What you have to do
The line containing "For QA review: verify that every foamy" marks the end: restate word for word every line from the first line of the entries below through that one.

Task input

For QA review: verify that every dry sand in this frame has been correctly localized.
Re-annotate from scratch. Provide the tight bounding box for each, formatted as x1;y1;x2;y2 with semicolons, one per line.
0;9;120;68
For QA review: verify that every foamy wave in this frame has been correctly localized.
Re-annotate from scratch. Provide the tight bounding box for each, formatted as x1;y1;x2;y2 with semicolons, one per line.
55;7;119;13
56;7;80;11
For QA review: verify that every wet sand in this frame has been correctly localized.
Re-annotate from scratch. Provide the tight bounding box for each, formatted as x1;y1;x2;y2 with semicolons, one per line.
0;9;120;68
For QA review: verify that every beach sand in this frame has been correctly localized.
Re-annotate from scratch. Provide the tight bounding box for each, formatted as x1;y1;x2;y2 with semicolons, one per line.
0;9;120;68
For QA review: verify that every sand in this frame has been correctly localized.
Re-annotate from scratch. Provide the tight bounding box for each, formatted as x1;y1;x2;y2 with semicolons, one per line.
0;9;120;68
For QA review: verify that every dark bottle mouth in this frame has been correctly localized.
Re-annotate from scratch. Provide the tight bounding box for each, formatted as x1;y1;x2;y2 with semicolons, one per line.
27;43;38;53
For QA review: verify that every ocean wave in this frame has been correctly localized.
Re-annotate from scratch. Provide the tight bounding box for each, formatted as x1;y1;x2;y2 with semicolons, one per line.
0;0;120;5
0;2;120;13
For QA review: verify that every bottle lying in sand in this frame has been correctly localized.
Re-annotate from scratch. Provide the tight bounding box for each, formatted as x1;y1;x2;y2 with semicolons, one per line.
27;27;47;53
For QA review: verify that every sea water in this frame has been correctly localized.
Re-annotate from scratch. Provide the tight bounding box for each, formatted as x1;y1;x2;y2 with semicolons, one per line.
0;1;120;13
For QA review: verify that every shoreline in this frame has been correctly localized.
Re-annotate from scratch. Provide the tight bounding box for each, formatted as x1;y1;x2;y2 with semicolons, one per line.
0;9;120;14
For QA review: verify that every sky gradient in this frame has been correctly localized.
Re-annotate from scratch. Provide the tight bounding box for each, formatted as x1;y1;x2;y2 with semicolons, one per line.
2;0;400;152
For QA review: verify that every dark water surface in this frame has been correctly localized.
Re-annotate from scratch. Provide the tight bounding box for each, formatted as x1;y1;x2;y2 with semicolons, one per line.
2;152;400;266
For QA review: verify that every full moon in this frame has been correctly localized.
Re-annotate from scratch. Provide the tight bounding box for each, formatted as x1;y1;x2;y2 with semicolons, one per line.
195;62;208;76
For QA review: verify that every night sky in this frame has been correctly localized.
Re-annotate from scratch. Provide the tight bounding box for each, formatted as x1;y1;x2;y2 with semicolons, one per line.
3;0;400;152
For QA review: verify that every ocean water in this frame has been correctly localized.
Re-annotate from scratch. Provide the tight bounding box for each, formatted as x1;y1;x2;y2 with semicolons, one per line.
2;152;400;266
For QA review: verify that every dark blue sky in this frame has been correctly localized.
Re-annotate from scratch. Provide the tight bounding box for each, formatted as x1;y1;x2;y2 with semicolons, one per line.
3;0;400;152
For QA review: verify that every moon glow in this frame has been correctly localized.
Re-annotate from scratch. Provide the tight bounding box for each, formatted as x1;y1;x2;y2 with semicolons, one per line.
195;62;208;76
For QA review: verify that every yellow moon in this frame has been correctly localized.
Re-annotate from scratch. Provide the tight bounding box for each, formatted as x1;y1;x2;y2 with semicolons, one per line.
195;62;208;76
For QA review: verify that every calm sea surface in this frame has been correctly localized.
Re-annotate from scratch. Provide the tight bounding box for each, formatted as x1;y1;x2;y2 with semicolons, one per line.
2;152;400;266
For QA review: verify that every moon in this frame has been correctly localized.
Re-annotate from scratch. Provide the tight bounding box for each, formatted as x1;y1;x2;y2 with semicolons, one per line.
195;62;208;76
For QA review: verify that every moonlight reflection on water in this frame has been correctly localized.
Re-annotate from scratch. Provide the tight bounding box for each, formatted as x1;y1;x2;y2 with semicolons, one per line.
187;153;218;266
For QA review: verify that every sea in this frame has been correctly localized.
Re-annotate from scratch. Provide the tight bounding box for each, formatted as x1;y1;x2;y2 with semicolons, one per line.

Answer box
For QA review: verify that every dry sand in this frame has been correctly localized.
Re-annotate from scratch. Provide the tight bounding box for each, formatted as x1;y1;x2;y2 with semicolons, one per line.
0;9;120;68
For QA review: verify that every foamy wave in this frame has been correctly localized.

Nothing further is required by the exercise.